Written problem 1: Copy out the records from the line that contains "Does this scene include the house?" through the line that contains "[196,89,239,124]", keeping both of those lines and every line between them unchanged.

Source:
* * * * * * *

Use Chunkflow as a Python Library

Chunkflow is a python library and all the operators can be used a python function. You can start using it with:

import chunkflow

For the full list of api functions, please checkout the API Reference.

Composable Command Line Interface

Chunkflow also provide a composable command line interface. You can compose operators and create your own pipeline flexibly for your specific application. The operators could be reused in different applications.

You can get a list of available operators by:


You’ll see a list like this:


We keeps adding more and more operators, you might see more operators than this list. You can get help for each operator by typing chunkflow operator --help, such as:

chunkflow create-chunk --help

Now let’s play with some operators.

Visualization of a Chunk


create a random image volume and show it in neuroglancer:

chunkflow create-chunk neuroglancer

open the link and you should see it:


Note that the random image center is blacked out.

CloudVolume Viewer

Create a random image volume and visualize it in browser:

chunkflow create-chunk view

open the link and you should see a image volume in browser:


Input and Output

I/O of Local Image

Now let’s play with some real data! You can download the data from CREMI challenge website. Let’s use the Dataset A for now.

Run this command and open the link in your browser:

chunkflow load-h5 --file-name sample_A_20160501.hdf --dataset-path /volumes/raw neuroglancer --voxel-size 40 4 4

Change the file path if you put your image in some other places. You should see the image in neuroglancer:


Cutout/Save a Chunk from Large Scale Volume in Cloud Storage

We use CloudVolume to perform cutout/saving of chunks in a large scale volumemetric dataset. To be convenient, we use local file system in this tutorial. To use cloud storage, you can just setup the authentication following the documentation of CloudVolume and replace the path to cloud storage. You can create a volume and ingest the image stack to the volume:

chunkflow load-h5 --file-name sample_A_20160501.hdf --dataset-path /volumes/raw save-precomputed --volume-path file:///tmp/your/key/path

Now you can cutout the image chunk from the volume:

chunkflow load-precomputed --volume-path file:///tmp/your/key/path --start 0 0 0 --stop 128 512 512 save-h5 --file-name /tmp/cutout_chunk.h5

Evaluation of Segmentation

You can read two segmentation volumes and compare them:

chunkflow load-tif --file-name groundtruth.tif -o gt load-tif --file-name /tmp/segmentation.tif -o seg evaluate-segmentation -g gt -s seg

The result will print out in terminal:

Rand split: 0.958776
Rand merge: 0.978602
VOI split: 0.300484
VOI merge: 0.143631

Of course, you can replace the load-tif operator to other reading operators, such as load-h5 and load-precomputed.

* * * * * * *

Written problem 2: Pick up the Chunkflow tutorial above at the point where it stops, and write what comes next.

Record list:
* * * * * * *

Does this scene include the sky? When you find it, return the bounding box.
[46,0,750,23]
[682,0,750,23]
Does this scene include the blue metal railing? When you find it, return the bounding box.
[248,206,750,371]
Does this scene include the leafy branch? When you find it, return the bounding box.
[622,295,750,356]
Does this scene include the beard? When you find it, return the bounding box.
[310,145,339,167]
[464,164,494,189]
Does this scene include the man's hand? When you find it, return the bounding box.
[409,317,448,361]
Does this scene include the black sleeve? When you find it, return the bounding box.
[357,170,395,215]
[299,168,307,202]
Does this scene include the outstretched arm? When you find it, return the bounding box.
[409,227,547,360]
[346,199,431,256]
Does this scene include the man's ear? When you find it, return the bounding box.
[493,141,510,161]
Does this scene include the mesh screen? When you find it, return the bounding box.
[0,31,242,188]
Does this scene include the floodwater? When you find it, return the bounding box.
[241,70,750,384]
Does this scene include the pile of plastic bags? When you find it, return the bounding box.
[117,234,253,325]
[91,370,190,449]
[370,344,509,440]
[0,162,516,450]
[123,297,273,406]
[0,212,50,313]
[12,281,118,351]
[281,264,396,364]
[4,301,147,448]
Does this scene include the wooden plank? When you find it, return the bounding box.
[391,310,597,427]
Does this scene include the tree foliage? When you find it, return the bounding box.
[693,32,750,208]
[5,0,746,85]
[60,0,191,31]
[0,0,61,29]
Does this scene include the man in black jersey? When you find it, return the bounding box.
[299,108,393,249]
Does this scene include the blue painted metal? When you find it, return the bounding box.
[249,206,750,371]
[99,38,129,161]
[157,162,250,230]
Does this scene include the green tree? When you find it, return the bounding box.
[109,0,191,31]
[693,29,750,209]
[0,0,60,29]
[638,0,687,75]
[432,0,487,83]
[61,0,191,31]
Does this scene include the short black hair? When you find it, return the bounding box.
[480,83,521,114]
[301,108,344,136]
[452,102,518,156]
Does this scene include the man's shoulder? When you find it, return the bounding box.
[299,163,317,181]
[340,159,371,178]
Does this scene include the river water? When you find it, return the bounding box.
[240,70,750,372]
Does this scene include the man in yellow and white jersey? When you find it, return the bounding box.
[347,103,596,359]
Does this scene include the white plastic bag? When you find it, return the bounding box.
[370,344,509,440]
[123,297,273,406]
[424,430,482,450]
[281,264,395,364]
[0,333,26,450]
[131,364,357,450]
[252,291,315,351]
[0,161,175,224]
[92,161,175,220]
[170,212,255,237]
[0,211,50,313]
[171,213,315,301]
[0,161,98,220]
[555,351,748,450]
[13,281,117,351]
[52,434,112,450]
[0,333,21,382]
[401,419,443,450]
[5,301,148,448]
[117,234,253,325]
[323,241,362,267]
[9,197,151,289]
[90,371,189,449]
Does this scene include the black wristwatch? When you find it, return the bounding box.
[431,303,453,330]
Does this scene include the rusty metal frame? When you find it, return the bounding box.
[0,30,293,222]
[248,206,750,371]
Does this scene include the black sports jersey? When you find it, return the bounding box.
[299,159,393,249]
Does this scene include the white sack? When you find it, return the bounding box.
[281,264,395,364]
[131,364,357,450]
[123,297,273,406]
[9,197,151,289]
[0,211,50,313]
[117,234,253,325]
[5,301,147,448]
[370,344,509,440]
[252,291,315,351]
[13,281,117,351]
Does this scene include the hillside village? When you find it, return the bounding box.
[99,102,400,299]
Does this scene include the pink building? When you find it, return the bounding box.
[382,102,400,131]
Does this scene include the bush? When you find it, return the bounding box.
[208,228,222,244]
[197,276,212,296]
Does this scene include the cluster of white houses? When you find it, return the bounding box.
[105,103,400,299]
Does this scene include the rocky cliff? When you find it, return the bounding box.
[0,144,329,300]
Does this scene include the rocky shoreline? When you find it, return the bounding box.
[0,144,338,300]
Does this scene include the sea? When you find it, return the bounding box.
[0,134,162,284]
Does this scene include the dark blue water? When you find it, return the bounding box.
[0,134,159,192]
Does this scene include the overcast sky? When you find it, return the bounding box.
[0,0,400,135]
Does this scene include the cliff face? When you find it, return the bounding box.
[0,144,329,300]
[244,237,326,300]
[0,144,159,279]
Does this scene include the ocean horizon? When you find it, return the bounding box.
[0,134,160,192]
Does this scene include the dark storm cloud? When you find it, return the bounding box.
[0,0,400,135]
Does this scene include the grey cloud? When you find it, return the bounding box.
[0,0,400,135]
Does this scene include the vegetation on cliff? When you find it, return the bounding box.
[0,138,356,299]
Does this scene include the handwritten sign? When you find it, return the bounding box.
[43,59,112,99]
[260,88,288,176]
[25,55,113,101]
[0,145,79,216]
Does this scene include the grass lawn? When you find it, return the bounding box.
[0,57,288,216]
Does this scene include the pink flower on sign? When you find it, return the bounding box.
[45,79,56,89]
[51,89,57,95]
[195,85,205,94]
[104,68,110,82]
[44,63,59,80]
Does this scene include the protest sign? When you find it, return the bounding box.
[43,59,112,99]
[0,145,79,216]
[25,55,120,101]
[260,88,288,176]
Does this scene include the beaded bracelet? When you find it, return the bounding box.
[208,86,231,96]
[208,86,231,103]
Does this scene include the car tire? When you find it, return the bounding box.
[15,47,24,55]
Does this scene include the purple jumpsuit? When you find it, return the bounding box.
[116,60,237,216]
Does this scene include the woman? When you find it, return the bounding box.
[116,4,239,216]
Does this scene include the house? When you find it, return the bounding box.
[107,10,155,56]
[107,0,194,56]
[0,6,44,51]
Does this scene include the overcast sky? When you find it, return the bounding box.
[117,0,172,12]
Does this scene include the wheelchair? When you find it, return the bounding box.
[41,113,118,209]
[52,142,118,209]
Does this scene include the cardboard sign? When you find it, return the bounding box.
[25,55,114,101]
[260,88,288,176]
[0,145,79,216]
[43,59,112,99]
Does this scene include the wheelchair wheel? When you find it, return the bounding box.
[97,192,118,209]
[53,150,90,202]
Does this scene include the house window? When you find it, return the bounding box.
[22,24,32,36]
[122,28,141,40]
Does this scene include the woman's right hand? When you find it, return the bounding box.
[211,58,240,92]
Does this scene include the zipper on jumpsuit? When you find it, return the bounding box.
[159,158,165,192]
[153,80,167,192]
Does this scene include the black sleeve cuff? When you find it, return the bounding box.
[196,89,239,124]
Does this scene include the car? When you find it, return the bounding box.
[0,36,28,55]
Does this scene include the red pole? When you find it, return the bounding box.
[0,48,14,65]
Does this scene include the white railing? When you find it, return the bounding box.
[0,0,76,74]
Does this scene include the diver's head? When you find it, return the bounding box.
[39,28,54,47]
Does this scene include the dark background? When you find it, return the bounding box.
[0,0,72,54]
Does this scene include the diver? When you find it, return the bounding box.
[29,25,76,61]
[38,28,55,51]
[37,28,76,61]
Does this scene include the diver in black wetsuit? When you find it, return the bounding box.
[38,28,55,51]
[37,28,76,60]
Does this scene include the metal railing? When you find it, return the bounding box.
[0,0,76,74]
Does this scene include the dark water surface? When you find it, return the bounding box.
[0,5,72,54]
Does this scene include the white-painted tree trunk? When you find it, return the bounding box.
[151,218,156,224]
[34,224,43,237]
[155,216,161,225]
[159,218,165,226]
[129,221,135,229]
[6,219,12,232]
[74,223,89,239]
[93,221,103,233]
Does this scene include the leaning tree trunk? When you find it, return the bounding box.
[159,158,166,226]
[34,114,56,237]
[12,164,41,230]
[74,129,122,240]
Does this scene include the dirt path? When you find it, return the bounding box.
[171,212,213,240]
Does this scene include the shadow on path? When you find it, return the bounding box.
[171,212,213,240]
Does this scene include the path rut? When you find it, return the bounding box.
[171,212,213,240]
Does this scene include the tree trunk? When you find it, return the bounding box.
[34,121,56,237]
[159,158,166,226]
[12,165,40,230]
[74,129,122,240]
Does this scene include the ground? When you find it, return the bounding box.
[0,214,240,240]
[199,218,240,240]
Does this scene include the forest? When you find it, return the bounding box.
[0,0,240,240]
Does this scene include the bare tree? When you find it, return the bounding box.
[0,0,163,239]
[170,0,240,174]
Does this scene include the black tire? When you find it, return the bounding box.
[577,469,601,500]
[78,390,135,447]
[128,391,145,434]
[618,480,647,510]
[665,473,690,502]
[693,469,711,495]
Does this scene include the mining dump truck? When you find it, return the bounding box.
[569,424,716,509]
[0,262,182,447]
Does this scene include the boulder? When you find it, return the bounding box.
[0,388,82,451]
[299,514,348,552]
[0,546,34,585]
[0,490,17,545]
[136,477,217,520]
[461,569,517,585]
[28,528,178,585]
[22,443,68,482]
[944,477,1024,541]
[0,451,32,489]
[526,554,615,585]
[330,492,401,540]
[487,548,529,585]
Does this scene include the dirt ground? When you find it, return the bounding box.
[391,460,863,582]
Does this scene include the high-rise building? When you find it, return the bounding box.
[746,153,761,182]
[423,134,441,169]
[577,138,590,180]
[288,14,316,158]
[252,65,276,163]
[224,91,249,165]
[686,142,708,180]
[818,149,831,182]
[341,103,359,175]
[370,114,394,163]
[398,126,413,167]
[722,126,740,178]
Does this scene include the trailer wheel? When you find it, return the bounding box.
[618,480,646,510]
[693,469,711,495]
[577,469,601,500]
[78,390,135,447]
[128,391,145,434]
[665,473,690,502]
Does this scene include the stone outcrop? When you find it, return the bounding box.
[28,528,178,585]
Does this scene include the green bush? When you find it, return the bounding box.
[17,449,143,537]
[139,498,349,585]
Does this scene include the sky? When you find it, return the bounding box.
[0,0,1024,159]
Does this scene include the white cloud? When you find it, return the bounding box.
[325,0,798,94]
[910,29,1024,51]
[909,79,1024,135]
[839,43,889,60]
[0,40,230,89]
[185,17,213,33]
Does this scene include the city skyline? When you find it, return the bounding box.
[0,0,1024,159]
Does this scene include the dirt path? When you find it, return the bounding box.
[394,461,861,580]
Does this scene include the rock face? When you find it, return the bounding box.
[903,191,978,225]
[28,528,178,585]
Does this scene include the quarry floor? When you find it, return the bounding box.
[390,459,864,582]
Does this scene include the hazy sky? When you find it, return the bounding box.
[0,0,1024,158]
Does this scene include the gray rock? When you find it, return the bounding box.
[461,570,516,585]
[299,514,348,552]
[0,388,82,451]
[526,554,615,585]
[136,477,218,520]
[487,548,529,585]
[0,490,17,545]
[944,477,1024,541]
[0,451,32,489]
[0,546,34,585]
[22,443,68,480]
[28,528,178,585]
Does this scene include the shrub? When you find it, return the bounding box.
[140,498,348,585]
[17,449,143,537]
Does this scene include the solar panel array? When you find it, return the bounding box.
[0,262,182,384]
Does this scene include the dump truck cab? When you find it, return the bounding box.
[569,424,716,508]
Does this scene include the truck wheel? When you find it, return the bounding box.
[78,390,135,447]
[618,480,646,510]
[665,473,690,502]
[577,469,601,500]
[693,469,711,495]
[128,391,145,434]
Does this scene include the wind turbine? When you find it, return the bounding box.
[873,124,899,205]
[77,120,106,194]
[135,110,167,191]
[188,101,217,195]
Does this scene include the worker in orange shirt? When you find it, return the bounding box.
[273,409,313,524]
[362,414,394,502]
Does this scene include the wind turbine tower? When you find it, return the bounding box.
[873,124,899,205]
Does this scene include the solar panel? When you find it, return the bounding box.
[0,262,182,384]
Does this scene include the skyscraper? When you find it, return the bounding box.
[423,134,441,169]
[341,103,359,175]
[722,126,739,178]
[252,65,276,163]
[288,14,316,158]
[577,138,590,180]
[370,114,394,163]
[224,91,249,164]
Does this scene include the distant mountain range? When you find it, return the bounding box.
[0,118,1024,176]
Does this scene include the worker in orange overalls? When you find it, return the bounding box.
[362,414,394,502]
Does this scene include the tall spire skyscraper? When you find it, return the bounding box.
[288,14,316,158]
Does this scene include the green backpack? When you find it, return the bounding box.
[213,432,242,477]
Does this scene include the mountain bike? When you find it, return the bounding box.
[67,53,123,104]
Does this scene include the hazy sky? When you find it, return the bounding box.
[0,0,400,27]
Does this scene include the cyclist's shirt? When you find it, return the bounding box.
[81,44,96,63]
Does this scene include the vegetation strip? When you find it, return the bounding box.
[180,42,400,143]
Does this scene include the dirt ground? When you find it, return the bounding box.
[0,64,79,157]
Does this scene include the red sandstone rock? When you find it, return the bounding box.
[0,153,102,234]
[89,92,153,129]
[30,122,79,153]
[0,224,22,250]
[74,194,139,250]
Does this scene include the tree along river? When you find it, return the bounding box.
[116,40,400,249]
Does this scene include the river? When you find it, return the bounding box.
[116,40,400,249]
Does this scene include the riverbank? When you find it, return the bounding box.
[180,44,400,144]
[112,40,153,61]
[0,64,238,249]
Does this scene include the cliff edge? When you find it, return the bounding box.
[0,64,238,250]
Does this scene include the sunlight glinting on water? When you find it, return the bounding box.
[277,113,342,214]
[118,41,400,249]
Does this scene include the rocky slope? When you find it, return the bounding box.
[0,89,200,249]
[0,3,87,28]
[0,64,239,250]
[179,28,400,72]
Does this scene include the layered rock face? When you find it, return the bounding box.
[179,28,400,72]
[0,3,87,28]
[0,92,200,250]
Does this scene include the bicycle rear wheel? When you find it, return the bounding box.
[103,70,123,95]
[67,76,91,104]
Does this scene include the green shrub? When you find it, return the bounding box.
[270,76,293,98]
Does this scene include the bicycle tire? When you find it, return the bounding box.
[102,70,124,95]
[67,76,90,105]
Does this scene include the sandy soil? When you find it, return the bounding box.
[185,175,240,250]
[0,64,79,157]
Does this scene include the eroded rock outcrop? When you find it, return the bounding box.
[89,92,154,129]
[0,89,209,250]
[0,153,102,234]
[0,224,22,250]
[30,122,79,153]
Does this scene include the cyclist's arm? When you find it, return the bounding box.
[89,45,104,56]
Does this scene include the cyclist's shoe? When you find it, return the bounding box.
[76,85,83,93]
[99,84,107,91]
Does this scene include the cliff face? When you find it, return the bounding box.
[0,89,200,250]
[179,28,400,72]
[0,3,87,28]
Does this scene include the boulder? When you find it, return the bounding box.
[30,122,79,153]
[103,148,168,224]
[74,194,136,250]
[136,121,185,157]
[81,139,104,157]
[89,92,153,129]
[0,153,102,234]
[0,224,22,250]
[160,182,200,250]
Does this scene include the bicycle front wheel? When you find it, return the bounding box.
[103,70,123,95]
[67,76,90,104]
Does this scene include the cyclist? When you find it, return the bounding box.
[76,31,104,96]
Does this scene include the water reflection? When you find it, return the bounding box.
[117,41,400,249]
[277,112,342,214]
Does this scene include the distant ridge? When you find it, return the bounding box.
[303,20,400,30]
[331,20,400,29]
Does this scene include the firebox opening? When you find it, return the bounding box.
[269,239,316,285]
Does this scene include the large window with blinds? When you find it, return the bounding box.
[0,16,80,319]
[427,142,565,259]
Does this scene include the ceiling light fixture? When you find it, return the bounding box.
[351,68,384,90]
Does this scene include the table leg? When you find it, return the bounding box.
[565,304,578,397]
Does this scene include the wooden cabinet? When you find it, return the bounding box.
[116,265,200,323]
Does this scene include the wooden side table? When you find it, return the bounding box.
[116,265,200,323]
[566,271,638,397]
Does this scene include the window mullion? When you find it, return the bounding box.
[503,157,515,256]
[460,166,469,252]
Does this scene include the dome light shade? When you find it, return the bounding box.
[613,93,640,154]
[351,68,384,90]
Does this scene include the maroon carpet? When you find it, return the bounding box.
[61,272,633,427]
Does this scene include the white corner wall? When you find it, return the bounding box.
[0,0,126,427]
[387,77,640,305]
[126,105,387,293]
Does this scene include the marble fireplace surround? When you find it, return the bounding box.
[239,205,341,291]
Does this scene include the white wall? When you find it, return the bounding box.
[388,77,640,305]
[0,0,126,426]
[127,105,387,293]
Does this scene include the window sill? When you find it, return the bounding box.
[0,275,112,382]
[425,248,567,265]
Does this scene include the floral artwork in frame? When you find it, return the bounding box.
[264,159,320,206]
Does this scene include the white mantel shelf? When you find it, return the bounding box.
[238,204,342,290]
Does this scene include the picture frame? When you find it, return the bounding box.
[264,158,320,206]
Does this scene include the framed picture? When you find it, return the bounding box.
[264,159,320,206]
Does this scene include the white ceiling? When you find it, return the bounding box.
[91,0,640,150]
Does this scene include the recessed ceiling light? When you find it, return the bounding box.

* * * * * * *

Written response 1:
Does this scene include the house? When you find it, return the bounding box.
[107,10,155,56]
[107,0,194,56]
[0,6,44,51]
Does this scene include the overcast sky? When you find it, return the bounding box.
[117,0,172,12]
Does this scene include the wheelchair? When you find it, return the bounding box.
[41,113,118,209]
[52,142,118,209]
Does this scene include the cardboard sign? When you find it, return the bounding box.
[25,55,114,101]
[260,88,288,176]
[0,145,79,216]
[43,59,112,99]
Does this scene include the wheelchair wheel? When you find it, return the bounding box.
[97,192,118,209]
[53,150,90,202]
Does this scene include the house window? When you find it, return the bounding box.
[22,24,32,36]
[122,28,141,40]
Does this scene include the woman's right hand? When you find it, return the bounding box.
[211,58,240,92]
Does this scene include the zipper on jumpsuit? When you find it, return the bounding box.
[159,158,165,192]
[153,80,167,192]
Does this scene include the black sleeve cuff? When you find it, return the bounding box.
[196,89,239,124]

Written response 2:
Convolutional Network Inference

Given a trained convolution network model, it can process small patches of image and output a map, such as synapse cleft or boundary map. Due to the missing context around patch boundary, we normally need to reweight the patch. We trust the central region more and trust the marginal region less. The inference operator performs reweighting of patches and blend them together automatically, so the input chunk size can be arbitrary without patch alignment. The only restriction is the RAM size. After blending, the output chunk will looks like a single patch and could be used for further processing.

We currently support multiple backends, including universal, pytorch and pznet. It is recommended to use the universal backend since it works universally. We load the source code dynamically. For an example, please take a look at our identity_backend.


For pytorch backend, chunkflow will automatically use GPU for both inference and reweighting if there is GPU and cuda available.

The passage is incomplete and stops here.